## What you should do
Check each statement against the Concordia page below and answer yes or no, quoting the words of the page that decide it. (a) Concordia JIT-compiles a specialized handler for each registered LLM state region. (b) The persistent kernel takes its tasks from a ring buffer that relies on locks. (c) Committed records go to a log kept in CXL memory or host DRAM.

** Passage to read follows **

Concordia: JIT-Compiled Persistent-Kernel Checkpointing for Fault-Tolerant LLM Inference
2026-06-22 • Distributed, Parallel, and Cluster Computing
Distributed, Parallel, and Cluster ComputingMachine Learning
AI summaryⓘ
The authors address the problem of losing important data stored on GPUs during failures in large language model (LLM) systems. They created Concordia, a runtime that keeps important LLM state directly on the GPU and manages recovery without relying on the main CPU. Concordia adds checkpoints and recovery capabilities at a very low level, inside the GPU execution itself, to minimize lost work and speed up recovery. The system can detect and save only the changed parts of memory, making fault tolerance more efficient for continuous LLM inference.
large language model (LLM)GPUcheckpointingfault tolerancepersistent kernelPTXSASSJIT compilationKV cachedelta checkpoint
Authors
Yuhang Gan, Yiwei Yang, Yuyi Li, Xiangyu Gao, Yichen Wang, Rain Jiang, Xiaoning Ding, Andi Quinn, Chen Qian
Abstract
Long-running LLM agents keep valuable state resident on GPUs: KV caches, request schedulers, communication state, and sometimes online adapters. Losing this state after a GPU or communicator failure can discard minutes to hours of work, yet existing recovery mechanisms either restart the whole serving stack or require application-specific checkpoint logic inside every attention and runtime component. This paper argues that fault tolerance for such workloads needs a GPU-resident execution context: checkpoint hooks must run at device synchronization points, observe binary kernels that frameworks and libraries actually execute, and recover without putting the host CPU on the critical path. We present Concordia, a runtime that uses a device-resident persistent kernel as the substrate for fault-tolerant LLM inference. Concordia interposes on GPU module loading and supports PTX- and SASS-level instrumentation, allowing checkpoint and pause hooks to be inserted below framework code and library boundaries. For each registered LLM state region, Concordia JIT-compiles a specialized delta-checkpoint handler -- for example, a KV-block scanner, adapter-page scanner, or recovery applier -- and hot-swaps it into the persistent kernel's operator table. The persistent kernel consumes a lock-free ring buffer of compute, checkpoint, append-log, and recovery tasks, so the same always-on executor triggers dirty-page detection, stages deltas, and appends committed records to a CPU-visible log in CXL memory or host DRAM.

** End of Passage to read **
** Recorded data follows **

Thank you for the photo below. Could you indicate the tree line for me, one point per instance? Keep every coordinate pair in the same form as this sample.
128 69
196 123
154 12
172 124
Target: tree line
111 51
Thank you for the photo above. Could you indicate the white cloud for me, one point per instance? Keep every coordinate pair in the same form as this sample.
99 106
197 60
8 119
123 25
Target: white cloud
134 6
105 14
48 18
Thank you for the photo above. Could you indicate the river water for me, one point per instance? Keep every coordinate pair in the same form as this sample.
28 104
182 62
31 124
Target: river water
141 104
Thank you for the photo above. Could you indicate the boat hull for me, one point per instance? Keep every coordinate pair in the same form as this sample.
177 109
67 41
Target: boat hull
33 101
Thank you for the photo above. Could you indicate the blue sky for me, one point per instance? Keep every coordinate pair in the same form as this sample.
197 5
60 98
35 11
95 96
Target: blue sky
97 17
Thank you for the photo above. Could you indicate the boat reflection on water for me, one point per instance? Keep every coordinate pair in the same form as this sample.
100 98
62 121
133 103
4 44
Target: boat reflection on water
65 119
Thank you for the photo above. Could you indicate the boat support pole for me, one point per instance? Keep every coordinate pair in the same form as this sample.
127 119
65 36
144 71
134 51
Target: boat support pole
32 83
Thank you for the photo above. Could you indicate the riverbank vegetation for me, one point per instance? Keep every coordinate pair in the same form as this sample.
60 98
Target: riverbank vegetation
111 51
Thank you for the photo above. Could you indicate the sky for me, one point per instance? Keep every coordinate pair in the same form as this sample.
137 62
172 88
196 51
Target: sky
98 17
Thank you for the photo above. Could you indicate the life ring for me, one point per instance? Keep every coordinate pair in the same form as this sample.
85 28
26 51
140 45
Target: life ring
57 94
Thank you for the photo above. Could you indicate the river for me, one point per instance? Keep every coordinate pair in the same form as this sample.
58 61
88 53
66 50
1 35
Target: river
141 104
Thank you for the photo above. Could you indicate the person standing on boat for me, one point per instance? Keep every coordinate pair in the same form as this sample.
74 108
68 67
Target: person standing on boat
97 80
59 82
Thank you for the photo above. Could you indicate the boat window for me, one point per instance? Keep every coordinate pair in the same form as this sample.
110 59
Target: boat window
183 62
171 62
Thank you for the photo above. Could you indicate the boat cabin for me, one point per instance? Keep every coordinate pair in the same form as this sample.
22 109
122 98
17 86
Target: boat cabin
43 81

** End of Recorded data **

## Result for this task
(a) Yes: "For each registered LLM state region, Concordia JIT-compiles a specialized delta-checkpoint handler"
(b) No: "The persistent kernel consumes a lock-free ring buffer"
(c) Yes: "appends committed records to a CPU-visible log in CXL memory or host DRAM"